# EXERCISE DESCRIPTION
Retype the whole listing, character for character.

(SOURCE DATA)

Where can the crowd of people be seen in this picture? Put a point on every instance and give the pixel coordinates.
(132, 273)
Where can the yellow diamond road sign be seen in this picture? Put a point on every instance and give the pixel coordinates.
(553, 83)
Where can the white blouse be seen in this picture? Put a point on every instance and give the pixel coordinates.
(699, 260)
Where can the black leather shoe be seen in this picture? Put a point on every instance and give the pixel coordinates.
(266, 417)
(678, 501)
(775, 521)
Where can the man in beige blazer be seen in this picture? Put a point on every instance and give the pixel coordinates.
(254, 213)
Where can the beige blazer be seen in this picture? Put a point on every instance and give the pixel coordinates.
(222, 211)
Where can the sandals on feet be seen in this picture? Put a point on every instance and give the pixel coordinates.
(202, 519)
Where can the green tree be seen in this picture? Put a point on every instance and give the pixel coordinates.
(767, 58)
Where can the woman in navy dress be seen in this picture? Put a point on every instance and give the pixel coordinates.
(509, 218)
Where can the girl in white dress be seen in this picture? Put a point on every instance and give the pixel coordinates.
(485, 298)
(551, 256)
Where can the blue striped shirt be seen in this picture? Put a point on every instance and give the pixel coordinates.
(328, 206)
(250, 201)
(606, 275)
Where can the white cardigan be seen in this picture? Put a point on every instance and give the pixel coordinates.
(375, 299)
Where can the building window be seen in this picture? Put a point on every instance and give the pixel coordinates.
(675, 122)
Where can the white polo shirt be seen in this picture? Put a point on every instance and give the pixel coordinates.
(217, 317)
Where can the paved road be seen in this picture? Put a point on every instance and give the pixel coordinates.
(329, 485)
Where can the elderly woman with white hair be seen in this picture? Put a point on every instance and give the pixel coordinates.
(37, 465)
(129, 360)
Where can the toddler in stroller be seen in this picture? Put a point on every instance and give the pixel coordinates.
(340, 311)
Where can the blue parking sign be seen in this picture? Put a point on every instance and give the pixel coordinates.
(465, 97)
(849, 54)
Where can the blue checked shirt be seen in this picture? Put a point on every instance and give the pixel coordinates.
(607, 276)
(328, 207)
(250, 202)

(End SOURCE DATA)

# ANSWER SECTION
Where can the crowd of people be seen in this picture? Put a point on every instance and give the pixel coordinates.
(132, 273)
Where can the yellow diamond road sign be seen in this picture? Put a point on every instance and give the pixel coordinates.
(553, 83)
Where can the white blouse be seen in this picture? Put a point on every instance and give the pixel coordinates.
(699, 260)
Where can the black leather shoe be seen in this picture? Put a point on every instance and give the pixel coordinates.
(266, 417)
(678, 501)
(775, 521)
Where can the man in beige blazer be seen in this picture? Put a point on every instance and give the pixel coordinates.
(254, 213)
Where can the beige blazer be seen in this picture? Put a point on every instance and give the pixel coordinates.
(222, 211)
Where can the sandals on feet be seen in this picture? Put a point on every instance and give the pixel coordinates.
(202, 519)
Where can the green tree be seen in this picture? Put a point on every instance and give the pixel coordinates.
(767, 58)
Where can the woman in navy dress be seen in this picture? Put a point on every instance and give the pixel coordinates.
(509, 218)
Where can the girl in white dress be seen in this picture? Put a point on every instance and give the pixel coordinates.
(485, 298)
(551, 256)
Where can the blue striped shirt be seen in this picture? Put a point on every instance and give the pixel coordinates.
(328, 206)
(250, 201)
(606, 275)
Where can the white cardigan be seen in this picture? Put a point on every instance and give the pixel coordinates.
(375, 299)
Where can the building window be seen in this picture? Put a point on every instance and give the pixel coordinates.
(675, 122)
Where can the white polo shirt be seen in this picture? Put a point on every instance and give the pixel coordinates.
(217, 317)
Where can the paved road be seen in this picture? Put a point on every instance and give the pixel coordinates.
(329, 485)
Where can the elderly woman with white hair be seen in this picture? Put a point on every instance and give the pixel coordinates.
(37, 465)
(129, 360)
Where can the toddler in stroller be seen in this picture? Put a point on every instance and give the pixel coordinates.
(340, 311)
Where can the blue parking sign be seen in this picture? Put a point on every instance and give the pixel coordinates.
(465, 97)
(849, 54)
Where can the blue checked shirt be seen in this picture? Put a point on every instance and give the pixel coordinates.
(607, 276)
(328, 207)
(250, 202)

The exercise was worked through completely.